* Begin Provided data *
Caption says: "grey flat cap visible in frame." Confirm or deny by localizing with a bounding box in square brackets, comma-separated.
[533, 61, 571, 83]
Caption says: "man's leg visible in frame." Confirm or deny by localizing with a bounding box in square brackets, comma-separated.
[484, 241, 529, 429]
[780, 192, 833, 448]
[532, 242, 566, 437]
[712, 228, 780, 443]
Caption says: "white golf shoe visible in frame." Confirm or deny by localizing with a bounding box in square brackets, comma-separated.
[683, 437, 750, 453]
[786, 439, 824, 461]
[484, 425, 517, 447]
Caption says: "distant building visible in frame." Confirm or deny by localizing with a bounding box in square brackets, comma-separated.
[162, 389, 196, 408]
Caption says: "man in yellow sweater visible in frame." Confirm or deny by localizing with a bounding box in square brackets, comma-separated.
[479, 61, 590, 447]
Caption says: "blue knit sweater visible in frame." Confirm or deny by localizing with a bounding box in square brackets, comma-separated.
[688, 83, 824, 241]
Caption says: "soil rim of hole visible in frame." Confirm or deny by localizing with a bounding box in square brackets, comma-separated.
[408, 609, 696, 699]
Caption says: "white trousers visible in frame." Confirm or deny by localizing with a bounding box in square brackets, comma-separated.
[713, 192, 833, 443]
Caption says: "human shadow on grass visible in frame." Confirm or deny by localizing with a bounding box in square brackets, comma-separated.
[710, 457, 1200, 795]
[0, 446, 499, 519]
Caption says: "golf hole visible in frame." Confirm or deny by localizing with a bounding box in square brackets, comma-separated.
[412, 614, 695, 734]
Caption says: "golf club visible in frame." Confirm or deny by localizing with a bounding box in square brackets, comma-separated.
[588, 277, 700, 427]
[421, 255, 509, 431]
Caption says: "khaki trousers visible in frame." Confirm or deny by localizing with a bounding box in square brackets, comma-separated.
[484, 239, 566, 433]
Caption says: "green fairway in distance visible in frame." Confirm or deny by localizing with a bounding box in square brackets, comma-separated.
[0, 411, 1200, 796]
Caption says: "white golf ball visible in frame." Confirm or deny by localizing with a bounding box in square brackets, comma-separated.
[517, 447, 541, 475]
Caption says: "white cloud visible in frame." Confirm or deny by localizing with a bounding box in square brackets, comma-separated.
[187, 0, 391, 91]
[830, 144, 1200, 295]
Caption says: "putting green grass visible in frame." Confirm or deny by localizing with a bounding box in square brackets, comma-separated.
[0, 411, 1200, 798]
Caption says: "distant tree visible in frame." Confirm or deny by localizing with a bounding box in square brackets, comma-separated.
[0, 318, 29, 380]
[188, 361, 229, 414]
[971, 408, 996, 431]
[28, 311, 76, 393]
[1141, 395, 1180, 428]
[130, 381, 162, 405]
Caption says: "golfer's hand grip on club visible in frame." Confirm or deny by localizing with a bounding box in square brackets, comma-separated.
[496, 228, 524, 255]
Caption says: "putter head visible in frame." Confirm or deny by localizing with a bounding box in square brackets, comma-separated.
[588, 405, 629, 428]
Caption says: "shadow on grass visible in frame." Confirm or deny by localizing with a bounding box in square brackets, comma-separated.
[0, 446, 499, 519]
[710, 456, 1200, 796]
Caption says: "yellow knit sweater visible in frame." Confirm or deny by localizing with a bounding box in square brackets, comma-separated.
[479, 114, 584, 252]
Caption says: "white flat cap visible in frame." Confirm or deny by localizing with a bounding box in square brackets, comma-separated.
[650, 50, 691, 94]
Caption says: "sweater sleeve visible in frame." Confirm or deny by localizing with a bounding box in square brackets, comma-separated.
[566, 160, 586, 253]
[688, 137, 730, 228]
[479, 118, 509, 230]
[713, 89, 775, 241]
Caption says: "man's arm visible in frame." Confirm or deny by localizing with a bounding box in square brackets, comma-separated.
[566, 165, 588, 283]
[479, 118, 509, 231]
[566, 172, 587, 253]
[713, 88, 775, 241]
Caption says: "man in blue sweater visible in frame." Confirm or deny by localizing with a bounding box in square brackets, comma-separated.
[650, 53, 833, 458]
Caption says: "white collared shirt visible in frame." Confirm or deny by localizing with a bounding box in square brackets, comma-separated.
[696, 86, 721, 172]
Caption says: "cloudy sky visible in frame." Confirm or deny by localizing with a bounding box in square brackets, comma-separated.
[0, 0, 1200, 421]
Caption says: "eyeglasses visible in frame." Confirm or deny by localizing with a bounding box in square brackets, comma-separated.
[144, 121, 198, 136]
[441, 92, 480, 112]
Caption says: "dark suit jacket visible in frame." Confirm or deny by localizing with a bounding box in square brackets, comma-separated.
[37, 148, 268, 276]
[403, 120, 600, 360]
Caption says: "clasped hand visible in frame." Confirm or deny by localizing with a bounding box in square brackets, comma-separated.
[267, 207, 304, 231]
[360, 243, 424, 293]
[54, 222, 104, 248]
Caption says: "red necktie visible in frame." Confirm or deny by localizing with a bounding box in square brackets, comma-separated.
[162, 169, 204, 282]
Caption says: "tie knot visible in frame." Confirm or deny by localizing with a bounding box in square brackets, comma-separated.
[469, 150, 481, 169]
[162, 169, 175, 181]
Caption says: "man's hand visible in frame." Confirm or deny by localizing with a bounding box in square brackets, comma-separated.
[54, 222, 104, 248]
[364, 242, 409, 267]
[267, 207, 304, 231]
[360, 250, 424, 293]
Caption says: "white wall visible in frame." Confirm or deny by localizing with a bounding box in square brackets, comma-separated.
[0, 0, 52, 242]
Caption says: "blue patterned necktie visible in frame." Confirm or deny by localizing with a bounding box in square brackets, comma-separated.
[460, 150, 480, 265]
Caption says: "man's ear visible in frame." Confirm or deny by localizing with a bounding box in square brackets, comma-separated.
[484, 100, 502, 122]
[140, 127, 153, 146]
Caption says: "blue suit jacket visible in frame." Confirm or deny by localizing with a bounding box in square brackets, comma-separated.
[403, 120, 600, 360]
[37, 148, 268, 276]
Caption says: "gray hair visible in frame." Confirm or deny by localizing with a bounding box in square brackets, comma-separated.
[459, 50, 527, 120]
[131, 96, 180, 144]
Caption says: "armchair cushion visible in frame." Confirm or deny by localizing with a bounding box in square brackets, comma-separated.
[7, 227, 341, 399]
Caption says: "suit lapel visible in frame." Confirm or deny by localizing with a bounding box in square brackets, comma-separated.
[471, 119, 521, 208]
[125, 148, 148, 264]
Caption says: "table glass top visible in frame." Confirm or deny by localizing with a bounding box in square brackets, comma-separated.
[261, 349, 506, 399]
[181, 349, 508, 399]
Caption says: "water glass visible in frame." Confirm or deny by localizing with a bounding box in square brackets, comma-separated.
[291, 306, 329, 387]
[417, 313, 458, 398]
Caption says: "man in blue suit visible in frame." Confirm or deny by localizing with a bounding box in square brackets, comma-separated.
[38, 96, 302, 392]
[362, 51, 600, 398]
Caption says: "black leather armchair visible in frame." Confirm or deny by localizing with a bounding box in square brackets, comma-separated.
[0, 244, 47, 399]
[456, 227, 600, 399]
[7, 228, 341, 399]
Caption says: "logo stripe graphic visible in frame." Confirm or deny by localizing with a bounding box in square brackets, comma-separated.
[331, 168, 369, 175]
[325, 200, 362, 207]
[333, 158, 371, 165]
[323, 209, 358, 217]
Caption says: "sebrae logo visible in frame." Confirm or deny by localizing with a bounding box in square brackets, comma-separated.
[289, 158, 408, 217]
* End Provided data *
Rewrite all of the records above as a Markdown table with two columns, "No." and "Entry". Give each line its own row with its sequence number, and omit blank lines.

Full response
| No. | Entry |
|---|---|
| 1 | Caption says: "grey flat cap visible in frame." Confirm or deny by localizing with a bounding box in square brackets, comma-separated. |
| 2 | [533, 61, 571, 83] |
| 3 | Caption says: "man's leg visible in frame." Confirm or deny by localizing with a bounding box in square brackets, comma-separated. |
| 4 | [484, 241, 529, 429] |
| 5 | [780, 192, 833, 448] |
| 6 | [532, 242, 566, 437] |
| 7 | [712, 228, 780, 443] |
| 8 | Caption says: "white golf shoe visible in frame." Confirm or deny by localizing with a bounding box in square brackets, comma-separated. |
| 9 | [683, 437, 750, 453] |
| 10 | [786, 439, 824, 461] |
| 11 | [484, 425, 517, 447] |
| 12 | Caption says: "distant building visible in frame." Confirm or deny by localizing with a bounding box in square brackets, comma-separated. |
| 13 | [162, 389, 196, 408] |
| 14 | Caption says: "man in yellow sweater visible in frame." Confirm or deny by localizing with a bounding box in square brackets, comma-separated. |
| 15 | [479, 61, 590, 447] |
| 16 | Caption says: "blue knit sweater visible in frame." Confirm or deny by localizing with a bounding box in square brackets, comma-separated. |
| 17 | [688, 83, 824, 241] |
| 18 | Caption says: "soil rim of hole visible in frame." Confirm or deny by localizing with a bounding box in square brackets, comma-separated. |
| 19 | [408, 609, 696, 699] |
| 20 | Caption says: "white trousers visible in frame." Confirm or deny by localizing with a bounding box in square brackets, comma-separated. |
| 21 | [713, 192, 833, 443] |
| 22 | Caption says: "human shadow on grass visible in frame." Confirm or deny by localizing with a bounding box in square brackets, comma-separated. |
| 23 | [710, 457, 1200, 795] |
| 24 | [0, 446, 499, 519] |
| 25 | Caption says: "golf hole visible in frame." Confirm or deny by localizing with a bounding box in square brackets, comma-separated. |
| 26 | [412, 614, 695, 734] |
| 27 | Caption says: "golf club visible in frame." Confirm or deny by localizing with a bounding box in square brackets, comma-separated. |
| 28 | [588, 277, 700, 427] |
| 29 | [421, 255, 509, 431] |
| 30 | Caption says: "khaki trousers visible in frame." Confirm or deny by localizing with a bounding box in square brackets, comma-separated. |
| 31 | [484, 239, 566, 433] |
| 32 | Caption says: "green fairway in distance visible in frame." Confirm or deny by localizing with a bounding box in square brackets, comma-separated. |
| 33 | [0, 411, 1200, 796] |
| 34 | Caption says: "white golf ball visible in frame." Confirm or deny by localizing with a bounding box in square brackets, comma-separated. |
| 35 | [517, 447, 541, 475] |
| 36 | Caption says: "white cloud visible in frame." Confirm or deny by localizing with a bounding box in square brackets, comma-separated. |
| 37 | [187, 0, 391, 91] |
| 38 | [830, 144, 1200, 295] |
| 39 | Caption says: "putting green grass visible in frame." Confirm or deny by localizing with a bounding box in square brackets, comma-separated. |
| 40 | [0, 411, 1200, 798] |
| 41 | Caption says: "distant tree visible in frame." Confirm or deny by localizing with a bounding box in square brackets, comma-separated. |
| 42 | [0, 318, 29, 380] |
| 43 | [188, 361, 229, 414] |
| 44 | [971, 408, 996, 431] |
| 45 | [28, 311, 76, 393] |
| 46 | [1141, 395, 1180, 428] |
| 47 | [130, 381, 162, 405] |
| 48 | Caption says: "golfer's hand grip on club visible in frame." Confirm or deny by localizing with a bounding box in square brackets, comma-separated. |
| 49 | [496, 228, 524, 255] |
| 50 | Caption says: "putter head visible in frame." Confirm or deny by localizing with a bounding box in square brackets, comma-separated. |
| 51 | [588, 405, 629, 428] |
| 52 | Caption says: "shadow on grass visible in frame." Confirm or deny by localizing with a bounding box in square brackets, comma-separated. |
| 53 | [0, 446, 499, 519] |
| 54 | [710, 456, 1200, 796] |
| 55 | Caption says: "yellow knit sweater visible in frame." Confirm or deny by localizing with a bounding box in square brackets, comma-separated. |
| 56 | [479, 114, 584, 252] |
| 57 | Caption says: "white flat cap visible in frame." Confirm or deny by localizing with a bounding box in square brackets, comma-separated. |
| 58 | [650, 50, 691, 94] |
| 59 | Caption says: "sweater sleeve visible in frame." Confirm or deny by localizing with a bounding box in square brackets, comma-separated. |
| 60 | [566, 160, 586, 253] |
| 61 | [688, 137, 730, 228] |
| 62 | [479, 118, 509, 230] |
| 63 | [713, 89, 775, 241] |
| 64 | Caption says: "man's arm visible in frame." Confirm or deny by localizing with a bounding box in square brackets, comma-separated. |
| 65 | [566, 165, 588, 283] |
| 66 | [479, 118, 509, 231] |
| 67 | [566, 172, 587, 253] |
| 68 | [713, 88, 775, 241] |
| 69 | Caption says: "man in blue sweater visible in frame." Confirm or deny by localizing with a bounding box in square brackets, comma-separated. |
| 70 | [650, 53, 833, 458] |
| 71 | Caption says: "white collared shirt visible in frame." Confirm or deny by localizing with a bounding box in square brackets, comma-separated. |
| 72 | [696, 86, 721, 172] |
| 73 | Caption says: "cloudy sky visible in frame." Confirm or deny by localizing with a bounding box in square brackets, comma-separated. |
| 74 | [0, 0, 1200, 421] |
| 75 | Caption says: "eyeglasses visible in frame." Confirm or deny by localizing with a bounding box in square brackets, comma-separated. |
| 76 | [144, 121, 198, 136] |
| 77 | [441, 92, 480, 112] |
| 78 | Caption says: "dark suit jacket visible in frame." Confirm or deny by localizing with a bounding box in square brackets, comma-separated. |
| 79 | [37, 148, 268, 276] |
| 80 | [403, 120, 600, 360] |
| 81 | Caption says: "clasped hand visible in frame." Confirm or deny by localizing with a bounding box in square brackets, comma-separated. |
| 82 | [267, 207, 304, 231] |
| 83 | [360, 243, 424, 293] |
| 84 | [54, 222, 104, 248] |
| 85 | Caption says: "red necktie visible in frame." Confirm or deny by localizing with a bounding box in square brackets, comma-separated. |
| 86 | [162, 169, 204, 282] |
| 87 | Caption says: "tie knot visible in frame." Confirm or deny by localizing with a bounding box in square brackets, comma-separated. |
| 88 | [469, 150, 481, 169] |
| 89 | [162, 169, 175, 181] |
| 90 | Caption says: "man's hand visible in frame." Confirm or deny by localizing with a bounding box in square brackets, comma-separated. |
| 91 | [54, 222, 104, 248] |
| 92 | [364, 242, 409, 267] |
| 93 | [267, 207, 304, 231] |
| 94 | [360, 250, 424, 293] |
| 95 | Caption says: "white wall visible in frame." Confirm or deny by localizing with a bounding box in square brackets, comma-separated. |
| 96 | [0, 0, 52, 242] |
| 97 | Caption says: "blue patterned necktie visible in frame." Confirm or deny by localizing with a bounding box in square brackets, comma-separated. |
| 98 | [460, 150, 480, 265] |
| 99 | Caption says: "man's ear visible in frame." Confirm or deny by localizing with a bounding box in square brackets, comma-separated. |
| 100 | [484, 100, 502, 122] |
| 101 | [140, 127, 153, 146] |
| 102 | Caption says: "blue suit jacket visible in frame." Confirm or deny by localizing with a bounding box in square brackets, comma-separated. |
| 103 | [403, 120, 600, 360] |
| 104 | [37, 148, 268, 276] |
| 105 | Caption says: "gray hair visible in frame." Confirm or deny by localizing with a bounding box in square brackets, comma-separated. |
| 106 | [459, 50, 527, 120] |
| 107 | [131, 96, 180, 144] |
| 108 | Caption says: "armchair cushion visible in frame." Confirm or deny by localizing with a bounding box in square brackets, comma-separated. |
| 109 | [7, 227, 341, 399] |
| 110 | Caption says: "suit lapel visible in frame." Confirm or deny by localizing with a bounding box in square brackets, comma-separated. |
| 111 | [471, 119, 521, 208] |
| 112 | [125, 148, 148, 264] |
| 113 | Caption says: "table glass top visible in frame." Confirm or deny by localizing with a bounding box in square brackets, comma-separated. |
| 114 | [261, 349, 506, 399] |
| 115 | [181, 349, 508, 399] |
| 116 | Caption says: "water glass visible in frame." Confirm or deny by localizing with a bounding box in square brackets, comma-separated. |
| 117 | [291, 306, 329, 387] |
| 118 | [417, 313, 458, 398] |
| 119 | Caption says: "man in blue suit visible in frame." Confirm or deny by localizing with a bounding box in square brackets, comma-separated. |
| 120 | [38, 96, 302, 392] |
| 121 | [362, 51, 600, 398] |
| 122 | Caption says: "black leather armchair visible in frame." Confirm or deny by localizing with a bounding box in square brackets, comma-separated. |
| 123 | [0, 244, 47, 399] |
| 124 | [456, 227, 600, 399] |
| 125 | [7, 228, 341, 399] |
| 126 | Caption says: "logo stripe graphic visible in frame." Confirm or deny by localizing with a bounding box in square brackets, comma-separated. |
| 127 | [331, 168, 369, 175] |
| 128 | [325, 200, 362, 207] |
| 129 | [333, 158, 371, 165] |
| 130 | [323, 209, 358, 217] |
| 131 | Caption says: "sebrae logo visible in frame." Confirm or deny by localizing with a bounding box in square brackets, comma-separated. |
| 132 | [289, 158, 408, 217] |